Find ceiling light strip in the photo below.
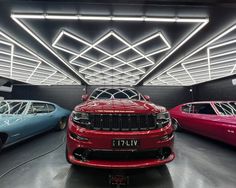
[140,18,209,85]
[10,15,83,84]
[144,24,236,85]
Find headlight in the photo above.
[156,112,171,128]
[71,111,91,127]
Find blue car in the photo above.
[0,100,70,150]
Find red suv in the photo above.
[66,87,174,169]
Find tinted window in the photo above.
[191,103,216,114]
[0,102,8,114]
[48,104,55,112]
[90,88,143,100]
[182,104,191,113]
[28,103,48,114]
[215,102,236,115]
[0,101,27,114]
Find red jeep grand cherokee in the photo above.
[66,87,174,169]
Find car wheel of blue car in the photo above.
[57,117,67,130]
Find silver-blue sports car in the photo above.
[0,100,70,150]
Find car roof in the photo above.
[95,86,135,89]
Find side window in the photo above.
[182,104,191,113]
[191,103,216,115]
[28,103,48,114]
[48,104,56,113]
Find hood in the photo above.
[74,99,166,114]
[0,115,21,128]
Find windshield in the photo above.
[215,102,236,115]
[90,88,144,100]
[0,101,27,115]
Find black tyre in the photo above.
[56,117,67,131]
[172,118,183,131]
[65,147,71,164]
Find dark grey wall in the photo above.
[12,85,85,109]
[137,86,192,109]
[193,76,236,101]
[11,85,194,109]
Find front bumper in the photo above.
[67,120,175,169]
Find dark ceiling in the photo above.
[0,0,236,85]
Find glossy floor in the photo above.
[0,132,236,188]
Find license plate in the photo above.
[112,139,139,148]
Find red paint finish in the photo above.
[170,101,236,146]
[67,88,175,169]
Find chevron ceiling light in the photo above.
[144,25,236,86]
[11,13,209,85]
[0,31,80,85]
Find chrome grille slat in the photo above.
[90,114,156,131]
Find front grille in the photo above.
[74,147,172,161]
[89,114,157,131]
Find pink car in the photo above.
[170,101,236,146]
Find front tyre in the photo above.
[56,117,67,131]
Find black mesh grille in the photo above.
[74,148,171,161]
[89,114,157,131]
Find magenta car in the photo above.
[170,101,236,146]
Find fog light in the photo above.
[70,133,88,141]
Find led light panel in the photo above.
[11,14,209,85]
[0,31,80,85]
[144,25,236,86]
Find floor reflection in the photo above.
[65,165,173,188]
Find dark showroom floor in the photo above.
[0,132,236,188]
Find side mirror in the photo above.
[33,108,38,115]
[82,95,89,101]
[144,95,151,101]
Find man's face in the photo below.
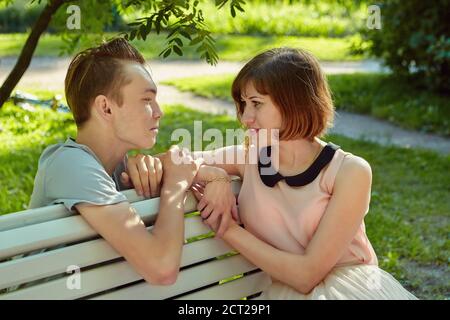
[113,63,162,149]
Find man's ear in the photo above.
[93,94,112,120]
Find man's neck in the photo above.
[76,126,128,175]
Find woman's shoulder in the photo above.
[336,153,372,188]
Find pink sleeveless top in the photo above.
[238,149,378,267]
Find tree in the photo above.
[0,0,245,108]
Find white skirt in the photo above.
[257,265,417,300]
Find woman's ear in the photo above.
[93,95,112,120]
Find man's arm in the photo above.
[76,181,187,285]
[76,147,200,284]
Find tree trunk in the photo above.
[0,0,66,108]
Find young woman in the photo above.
[191,48,416,299]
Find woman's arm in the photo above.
[223,156,372,293]
[192,145,245,178]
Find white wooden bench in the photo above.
[0,181,270,300]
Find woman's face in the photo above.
[241,81,282,145]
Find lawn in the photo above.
[0,33,362,61]
[165,73,450,137]
[0,99,450,299]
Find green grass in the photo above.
[0,34,362,61]
[165,73,450,136]
[195,0,367,37]
[0,103,450,299]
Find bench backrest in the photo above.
[0,181,270,300]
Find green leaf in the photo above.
[189,37,203,46]
[163,48,172,58]
[173,46,183,57]
[174,38,183,47]
[179,30,192,40]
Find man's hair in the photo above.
[231,48,334,140]
[65,38,145,128]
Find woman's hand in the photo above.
[120,154,163,198]
[192,166,238,238]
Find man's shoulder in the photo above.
[39,143,104,173]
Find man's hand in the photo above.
[120,154,163,198]
[157,145,202,190]
[192,166,239,238]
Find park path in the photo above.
[0,58,450,154]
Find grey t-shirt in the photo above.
[29,138,127,211]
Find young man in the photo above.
[30,38,229,284]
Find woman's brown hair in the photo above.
[65,38,145,128]
[231,48,334,140]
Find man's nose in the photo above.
[152,101,164,119]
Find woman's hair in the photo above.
[231,48,334,140]
[65,38,145,128]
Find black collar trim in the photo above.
[258,142,340,188]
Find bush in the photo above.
[361,0,450,94]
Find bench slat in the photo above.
[0,196,210,260]
[0,225,232,289]
[176,271,271,300]
[0,189,141,231]
[93,255,257,300]
[0,177,241,232]
[1,252,256,300]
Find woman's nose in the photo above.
[241,111,255,127]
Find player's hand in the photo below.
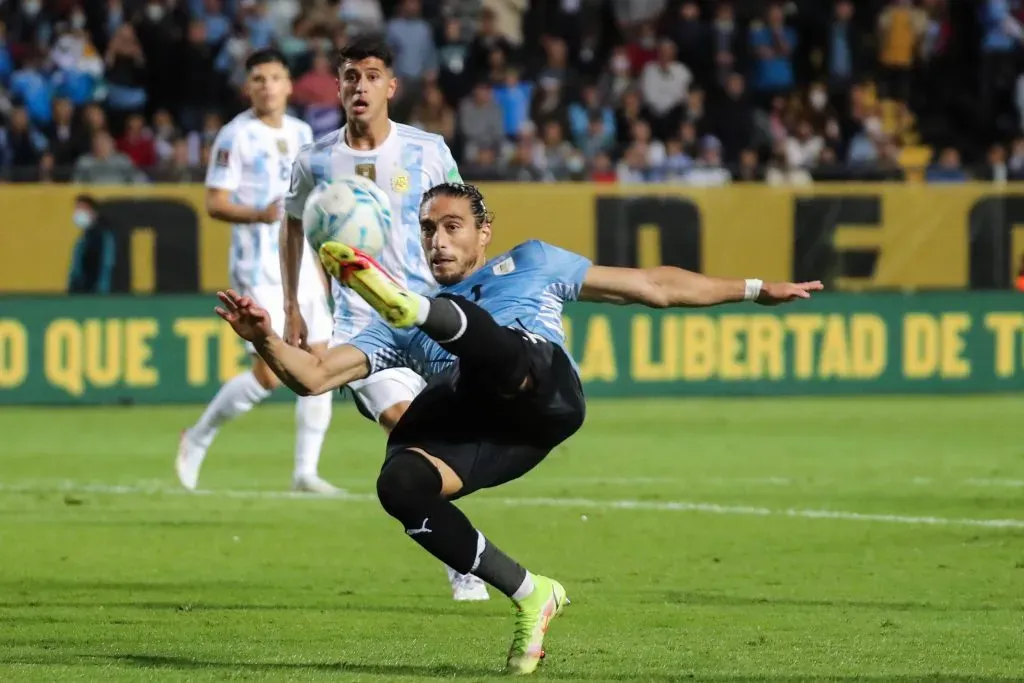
[756,280,825,306]
[214,290,273,342]
[256,197,282,223]
[285,305,309,349]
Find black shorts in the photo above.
[384,337,586,498]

###

> Requirement: Render each line of the listing above as a Markdown table with a Row column for the row number and a Text column for the line, skipping blank lines and leaving out the pictures.

> Worked answer:
| Row | Text |
|---|---|
| 1 | Find ceiling light strip in the photo below. |
| 2 | [140,18,209,85] |
| 3 | [10,15,83,84] |
| 4 | [144,24,236,85] |
| 5 | Find headlight in the photo above. |
| 6 | [156,112,171,128] |
| 7 | [71,111,91,127] |
| 8 | Find blue car in the photo above. |
| 9 | [0,100,70,150] |
| 10 | Find red suv in the photo above. |
| 11 | [66,87,174,169] |
| 12 | Find tinted window in the photo above. |
| 13 | [191,103,216,114] |
| 14 | [0,102,8,114] |
| 15 | [48,104,55,112] |
| 16 | [90,88,143,100] |
| 17 | [182,104,191,113] |
| 18 | [28,103,48,114] |
| 19 | [215,102,236,115] |
| 20 | [0,101,27,114] |
| 21 | Find red jeep grand cherokee in the photo above. |
| 22 | [66,87,174,169] |
| 23 | Find car wheel of blue car in the photo above. |
| 24 | [57,117,67,130] |
| 25 | Find silver-blue sports car in the photo above. |
| 26 | [0,100,70,150] |
| 27 | Find car roof in the photo above. |
| 28 | [95,86,135,89] |
| 29 | Find side window in the photo above. |
| 30 | [182,104,191,113] |
| 31 | [191,103,216,115] |
| 32 | [28,103,48,114] |
| 33 | [48,104,56,113] |
| 34 | Find hood in the photo above. |
| 35 | [74,99,166,114] |
| 36 | [0,115,21,128] |
| 37 | Find windshield in the photo above. |
| 38 | [215,102,236,115] |
| 39 | [90,88,144,100] |
| 40 | [0,101,27,115] |
| 41 | Find black tyre in the photo above. |
| 42 | [56,117,67,131] |
| 43 | [172,118,183,131] |
| 44 | [65,147,71,164] |
| 45 | Find dark grey wall in the photo above. |
| 46 | [12,85,85,109] |
| 47 | [137,86,192,109] |
| 48 | [193,76,236,101] |
| 49 | [11,85,194,109] |
| 50 | Find front bumper in the photo above. |
| 51 | [67,120,175,169] |
| 52 | Find dark ceiling in the photo above. |
| 53 | [0,0,236,85] |
| 54 | Find glossy floor in the photo above. |
| 55 | [0,132,236,188] |
| 56 | Find license plate in the photo above. |
| 57 | [112,139,139,148] |
| 58 | Find red paint finish in the photo above. |
| 59 | [170,101,236,146] |
| 60 | [67,88,175,169] |
| 61 | Find chevron ceiling light in the photo above. |
| 62 | [144,25,236,86] |
| 63 | [11,13,209,85] |
| 64 | [0,31,80,85] |
| 65 | Find chrome grille slat in the photo above. |
| 66 | [90,114,156,131] |
| 67 | Find front grille in the photo above. |
| 68 | [74,147,172,161] |
| 69 | [89,114,157,131] |
| 70 | Find pink car in the photo above. |
| 71 | [170,101,236,146] |
| 72 | Find front tyre in the photo above. |
| 73 | [56,117,67,131] |
| 74 | Find black mesh grille in the photo above. |
| 75 | [74,148,171,161] |
| 76 | [89,114,157,131] |
| 77 | Find magenta car in the photo above. |
| 78 | [170,101,236,146] |
| 79 | Find fog light in the photo above. |
| 80 | [70,133,88,141] |
| 81 | Find led light panel in the photo above. |
| 82 | [11,14,209,85] |
| 83 | [0,31,80,85] |
| 84 | [144,25,236,86] |
| 85 | Find floor reflection in the photo above. |
| 86 | [65,165,173,188] |
| 87 | Find dark showroom floor in the photo above. |
| 88 | [0,132,236,188] |
| 89 | Find side mirror in the photo above. |
| 90 | [33,108,38,115] |
| 91 | [82,95,89,101] |
| 92 | [144,95,151,101] |
| 93 | Find man's face in the photo below. |
| 94 | [113,63,162,149] |
| 95 | Find man's ear in the photo above. |
| 96 | [93,94,112,120] |
| 97 | Find man's neck in the photo above. |
| 98 | [76,126,128,175] |
| 99 | Find woman's shoulder in the photo above. |
| 100 | [336,153,372,188] |
| 101 | Find pink sleeveless top in the photo above. |
| 102 | [238,149,378,267] |
| 103 | Find tree in the photo above. |
| 104 | [0,0,245,108] |
| 105 | Find white skirt in the photo above. |
| 106 | [257,265,417,300] |
| 107 | Find woman's ear in the photo above. |
| 108 | [93,95,112,120] |
| 109 | Find man's arm in the photo above. |
| 110 | [76,181,187,285] |
| 111 | [76,147,200,284] |
| 112 | Find tree trunk in the photo above. |
| 113 | [0,0,66,108] |
| 114 | Find young woman in the photo above. |
| 115 | [191,48,416,299] |
| 116 | Find woman's arm in the photo above. |
| 117 | [223,156,372,293] |
| 118 | [192,145,245,178] |
| 119 | Find white wooden bench in the photo above. |
| 120 | [0,181,270,300] |
| 121 | Find woman's face in the photo above. |
| 122 | [241,81,282,145] |
| 123 | Find lawn in the photo above. |
| 124 | [0,33,362,61] |
| 125 | [165,73,450,137] |
| 126 | [0,99,450,299] |
| 127 | Find green grass in the photo above. |
| 128 | [0,34,362,61] |
| 129 | [165,73,450,136] |
| 130 | [195,0,367,37] |
| 131 | [0,103,450,299] |
| 132 | Find bench backrest in the photo above. |
| 133 | [0,181,270,300] |
| 134 | Find green leaf in the photo above. |
| 135 | [189,37,203,46] |
| 136 | [163,48,172,58] |
| 137 | [173,46,183,57] |
| 138 | [174,38,183,47] |
| 139 | [179,30,192,40] |
| 140 | Find man's hair in the photo above. |
| 141 | [231,48,334,140] |
| 142 | [65,38,145,128] |
| 143 | Find woman's hand in the photo above. |
| 144 | [120,154,163,198] |
| 145 | [192,166,238,238] |
| 146 | Find man's shoulder in the photo above. |
| 147 | [39,143,104,173] |
| 148 | Find man's hand in the photo above. |
| 149 | [120,154,163,198] |
| 150 | [157,145,202,190] |
| 151 | [192,166,239,238] |
| 152 | Find park path in the photo above. |
| 153 | [0,58,450,154] |
| 154 | Find grey t-shirt in the photo above. |
| 155 | [29,138,127,211] |
| 156 | Find young man in the photo above. |
| 157 | [30,38,229,284] |
| 158 | Find woman's brown hair in the photo above. |
| 159 | [65,38,145,128] |
| 160 | [231,48,334,140] |
| 161 | Find man's nose in the photo above. |
| 162 | [152,101,164,119] |
| 163 | Find woman's hair in the photo above. |
| 164 | [231,48,334,140] |
| 165 | [65,38,145,128] |
| 166 | Find black collar trim in the photo above. |
| 167 | [258,142,340,188] |
| 168 | Find bush in the photo above. |
| 169 | [361,0,450,94] |
| 170 | Find bench slat in the photo above. |
| 171 | [0,196,210,260] |
| 172 | [0,225,232,289] |
| 173 | [176,271,271,300] |
| 174 | [0,189,141,231] |
| 175 | [93,255,257,300] |
| 176 | [0,177,241,232] |
| 177 | [1,252,256,300] |
| 178 | Find woman's nose in the photo above. |
| 179 | [241,111,255,127] |
| 180 | Find player's hand in the photo below. |
| 181 | [756,280,825,306] |
| 182 | [214,290,273,342] |
| 183 | [256,197,282,223] |
| 184 | [285,305,309,349] |
| 185 | Find black shorts in the photo above. |
| 186 | [384,337,586,498] |